*** Opening MATERIAL PROVIDED ***

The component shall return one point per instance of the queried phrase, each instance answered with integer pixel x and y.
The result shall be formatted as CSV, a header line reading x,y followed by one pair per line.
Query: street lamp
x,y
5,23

*** Closing MATERIAL PROVIDED ***

WORK REQUIRED »
Give the material above back in full, exactly as written.

ANSWER TO THE EXERCISE »
The component shall return one point per instance of the queried phrase, each instance answered with integer pixel x and y.
The result shall be formatted as CSV, a header line reading x,y followed by one pair per line.
Query: street lamp
x,y
5,23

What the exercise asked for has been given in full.